## Texte d'exercice
● ● ● ●

Partout dans le monde, quand un conflit éclate, les femmes en sont les premières victimes. Le Mali n'a pas échappé à cette règle.
Ce pays, dont pourtant les femmes ont toujours été vues comme des piliers de la société, a très rapidement régressé.
Hawa Deme, jeune Malienne de 29 ans, présidente de l'association des étudiants Maliens de France, témoignait à Rennes la semaine dernière lors d'une table ronde organisée par le Mouvement de la Paix.
Quelques extraits de son intervention.
« Aujourd'hui, partout dans le monde, les femmes sont de vraies armes de guerre parce qu'on préfère violer la femme, la mère ou l'enfant d'un ennemi sous ses yeux plutôt que de le transpercer d'une balle donc très souvent les femmes sont les premières victimes.
Le Mali est composé d'une majorité de femmes et elles ont toujours été en avant-garde de toutes les grandes batailles qui ont marqué l'histoire de notre pays que se soit du temps de la colonisation au moment d'acquérir l'indépendance et surtout dans l'instauration de la démocratie.
En 1991, ce sont les femmes qui étaient devant pour arracher la démocratie ; elles ont organisé des marches pour arrêter les massacres de leurs enfants. Ce sont des femmes battantes, des femmes militantes qui sont toujours là dans leurs familles, dans leurs communautés, à se battre au quotidien.
Suite au coup d'état de 2012 et à l'installation de groupes armés au nord du Mali, des groupes aux idéologies extrémistes ont voulu instaurer ce qu'ils appellent la Charia mais qui n'a absolument rien à voir avec l'Islam, religion de tolérance ; déjà, les femmes étaient les premières victimes. Chaque fois qu'il y avait des règlements de compte avec les hommes de ces endroits-là qui ne se laissaient pas faire, chaque fois qu'il y avait des mouvements de protestation, ce sont les femmes qui étaient mariées de force, ce sont les femmes qui étaient violées, ce sont les femmes souffraient dans leur chair.

● ● ● ●

## Matériel d'étude
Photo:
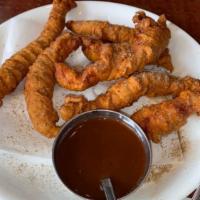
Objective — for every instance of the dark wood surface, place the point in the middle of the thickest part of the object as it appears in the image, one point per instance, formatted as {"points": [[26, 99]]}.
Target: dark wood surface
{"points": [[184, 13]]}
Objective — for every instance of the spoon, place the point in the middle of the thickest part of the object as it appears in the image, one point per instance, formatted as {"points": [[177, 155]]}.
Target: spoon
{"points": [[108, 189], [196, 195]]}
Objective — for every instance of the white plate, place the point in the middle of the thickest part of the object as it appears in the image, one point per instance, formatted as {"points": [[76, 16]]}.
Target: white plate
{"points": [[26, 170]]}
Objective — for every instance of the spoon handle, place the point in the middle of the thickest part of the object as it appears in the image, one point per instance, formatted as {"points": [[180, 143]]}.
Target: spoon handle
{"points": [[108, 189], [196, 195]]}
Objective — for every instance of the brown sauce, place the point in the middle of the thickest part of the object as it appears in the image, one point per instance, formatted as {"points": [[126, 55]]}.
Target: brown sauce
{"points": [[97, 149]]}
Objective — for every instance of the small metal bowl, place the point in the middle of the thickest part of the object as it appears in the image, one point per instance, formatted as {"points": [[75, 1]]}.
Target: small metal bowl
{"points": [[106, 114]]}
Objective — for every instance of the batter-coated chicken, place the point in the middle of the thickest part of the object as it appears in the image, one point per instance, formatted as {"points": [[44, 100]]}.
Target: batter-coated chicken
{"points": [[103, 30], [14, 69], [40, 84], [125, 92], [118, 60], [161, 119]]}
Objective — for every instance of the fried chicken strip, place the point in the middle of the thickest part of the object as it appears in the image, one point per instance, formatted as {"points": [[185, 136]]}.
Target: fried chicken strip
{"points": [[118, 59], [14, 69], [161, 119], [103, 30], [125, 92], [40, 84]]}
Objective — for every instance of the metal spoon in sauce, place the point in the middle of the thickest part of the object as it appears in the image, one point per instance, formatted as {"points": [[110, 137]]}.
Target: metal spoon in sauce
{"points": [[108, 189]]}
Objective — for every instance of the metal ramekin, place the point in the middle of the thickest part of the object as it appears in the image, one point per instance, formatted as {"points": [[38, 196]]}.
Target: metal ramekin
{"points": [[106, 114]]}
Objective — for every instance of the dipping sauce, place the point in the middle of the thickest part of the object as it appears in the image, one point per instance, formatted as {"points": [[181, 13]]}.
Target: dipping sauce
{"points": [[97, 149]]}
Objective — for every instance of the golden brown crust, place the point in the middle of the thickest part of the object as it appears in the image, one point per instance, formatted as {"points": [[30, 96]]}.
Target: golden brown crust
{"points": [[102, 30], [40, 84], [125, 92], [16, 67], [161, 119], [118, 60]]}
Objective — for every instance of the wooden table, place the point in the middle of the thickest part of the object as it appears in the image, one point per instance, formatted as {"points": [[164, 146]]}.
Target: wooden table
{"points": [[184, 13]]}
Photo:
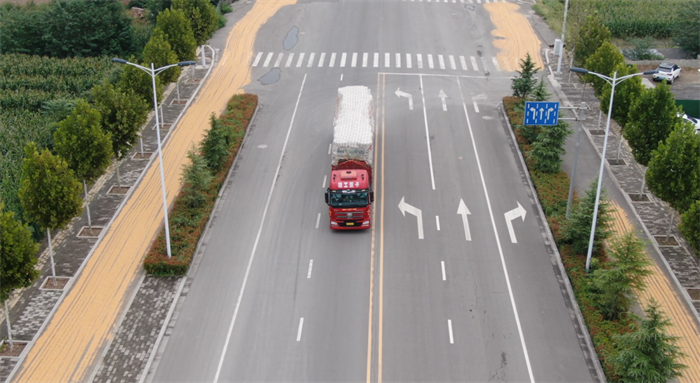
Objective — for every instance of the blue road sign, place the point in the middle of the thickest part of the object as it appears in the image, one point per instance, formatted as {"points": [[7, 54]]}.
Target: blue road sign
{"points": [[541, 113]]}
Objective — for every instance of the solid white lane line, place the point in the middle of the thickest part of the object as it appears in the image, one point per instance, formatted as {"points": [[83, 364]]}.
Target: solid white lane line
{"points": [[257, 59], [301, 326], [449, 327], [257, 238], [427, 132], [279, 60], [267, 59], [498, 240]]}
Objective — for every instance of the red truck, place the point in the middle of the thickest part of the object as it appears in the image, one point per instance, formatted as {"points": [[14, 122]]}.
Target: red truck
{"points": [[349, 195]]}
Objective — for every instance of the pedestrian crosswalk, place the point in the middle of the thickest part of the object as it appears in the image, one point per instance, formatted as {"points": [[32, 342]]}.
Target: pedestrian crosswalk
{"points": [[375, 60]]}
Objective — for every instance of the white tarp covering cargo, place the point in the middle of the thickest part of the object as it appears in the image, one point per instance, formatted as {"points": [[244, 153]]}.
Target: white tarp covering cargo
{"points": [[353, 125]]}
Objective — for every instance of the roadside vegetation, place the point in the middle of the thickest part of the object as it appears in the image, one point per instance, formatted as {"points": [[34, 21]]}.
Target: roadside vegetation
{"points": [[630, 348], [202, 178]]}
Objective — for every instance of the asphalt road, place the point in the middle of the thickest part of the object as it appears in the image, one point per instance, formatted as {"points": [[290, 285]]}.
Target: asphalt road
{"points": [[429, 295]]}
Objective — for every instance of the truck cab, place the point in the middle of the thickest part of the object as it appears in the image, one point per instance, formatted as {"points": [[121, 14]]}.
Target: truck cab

● ● ● ●

## Votre consigne
Poursuivez le texte sur les femmes maliennes face au conflit, en reprenant juste après sa dernière phrase.

## Réponse ci-dessous
Mais pendant toute cette période, les femmes se sont organisées ; elles communiquaient beaucoup, elles envoyaient des informations à celles qui étaient dans les zones non occupées. En France, la communauté Malienne très organisée d'un point de vue associatif, a pu mettre en place une grande solidarité (des marches de soutien, des collectes de denrées alimentaires ou de médicaments) et organisé le voyage de quelques femmes victimes de mutilations.
Nous avons assisté au Mali à une régression de la situation et du rôle de la femme dans une société historiquement basée sur le matriarcat, où les familles sont organisées autour des femmes, véritables piliers de notre société.
Le code de la famille mis en place à l'indépendance, était un des codes les plus avancés d'Afrique qui n'avait rien à envier aux pays les plus développés ; il a été remis en question dans le but de reléguer la femme au second plan.
Aujourd'hui, au Mali, en espace rural comme en ville, la femme a bien des défis à relever mais elle se rend compte aussi de sa force d'un point de vue électoral, en tant qu'électrice mais aussi parce qu'elle peut être éligible et élue. Lors des campagnes électorales, ce sont une fois encore les femmes qui se mobilisent pour appeler à voter. Hélas, pour les élections présidentielles, organisées en 2013 à la demande de la France, comme des milliers de jeunes Maliens, je n'ai pas pu voter tout simplement parce que ma carte d'électeur n'était pas prête. »
Hawa Deme
Dans le cadre de la journée internationale des femmes, le Mouvement de la Paix et l'ADEM proposaient le 15 mars à Rennes un temps d'échange intitulé « Femmes Africaines debout » au cours duquel des femmes venues du Congo, de Centrafrique, d'Algérie et du Mali ont pu témoigner.